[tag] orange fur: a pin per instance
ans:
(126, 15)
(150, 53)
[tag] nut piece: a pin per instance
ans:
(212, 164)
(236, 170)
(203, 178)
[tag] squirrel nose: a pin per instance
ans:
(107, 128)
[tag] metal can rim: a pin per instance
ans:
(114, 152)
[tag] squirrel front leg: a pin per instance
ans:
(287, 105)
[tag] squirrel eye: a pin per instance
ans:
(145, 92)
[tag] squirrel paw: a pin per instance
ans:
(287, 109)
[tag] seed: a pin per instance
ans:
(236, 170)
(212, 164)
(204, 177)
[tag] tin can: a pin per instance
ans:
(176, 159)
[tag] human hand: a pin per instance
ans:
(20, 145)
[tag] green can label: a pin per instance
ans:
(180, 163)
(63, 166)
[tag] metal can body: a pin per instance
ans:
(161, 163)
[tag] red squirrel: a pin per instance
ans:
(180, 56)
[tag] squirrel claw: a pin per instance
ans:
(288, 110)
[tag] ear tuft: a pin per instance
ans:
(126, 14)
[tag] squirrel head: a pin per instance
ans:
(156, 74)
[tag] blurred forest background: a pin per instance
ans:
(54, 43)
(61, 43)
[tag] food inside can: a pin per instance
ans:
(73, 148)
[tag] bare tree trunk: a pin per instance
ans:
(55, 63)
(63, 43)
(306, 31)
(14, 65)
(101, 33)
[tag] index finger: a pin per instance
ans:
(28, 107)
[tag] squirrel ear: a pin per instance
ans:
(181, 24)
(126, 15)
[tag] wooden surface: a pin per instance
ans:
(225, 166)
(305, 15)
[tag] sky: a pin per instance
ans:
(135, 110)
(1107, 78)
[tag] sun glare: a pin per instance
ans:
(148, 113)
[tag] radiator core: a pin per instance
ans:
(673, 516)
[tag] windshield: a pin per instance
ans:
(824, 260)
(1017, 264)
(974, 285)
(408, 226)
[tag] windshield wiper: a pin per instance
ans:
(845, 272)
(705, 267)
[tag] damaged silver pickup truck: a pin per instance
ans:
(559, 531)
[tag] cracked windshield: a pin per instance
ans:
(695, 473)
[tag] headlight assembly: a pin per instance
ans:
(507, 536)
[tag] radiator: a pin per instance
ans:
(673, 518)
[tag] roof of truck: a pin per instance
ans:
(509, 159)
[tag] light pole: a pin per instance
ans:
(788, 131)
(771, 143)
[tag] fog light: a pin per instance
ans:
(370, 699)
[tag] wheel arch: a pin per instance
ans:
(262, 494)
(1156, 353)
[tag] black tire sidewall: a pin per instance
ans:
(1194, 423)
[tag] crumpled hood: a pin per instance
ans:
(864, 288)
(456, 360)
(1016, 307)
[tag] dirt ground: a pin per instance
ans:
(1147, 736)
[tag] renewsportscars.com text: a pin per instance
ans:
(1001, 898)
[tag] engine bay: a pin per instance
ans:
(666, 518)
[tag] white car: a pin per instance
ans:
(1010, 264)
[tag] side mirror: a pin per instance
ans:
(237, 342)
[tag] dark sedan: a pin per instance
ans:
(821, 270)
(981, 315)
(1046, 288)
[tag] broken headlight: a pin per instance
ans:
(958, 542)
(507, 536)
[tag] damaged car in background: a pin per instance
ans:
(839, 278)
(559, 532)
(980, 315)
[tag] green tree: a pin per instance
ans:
---
- [WORK INSTRUCTIONS]: Scan the material above for the string "metal" and report each line where you find it.

- [OUTPUT]:
[tag] metal can rim: a pin per instance
[tag] metal can body: a pin per instance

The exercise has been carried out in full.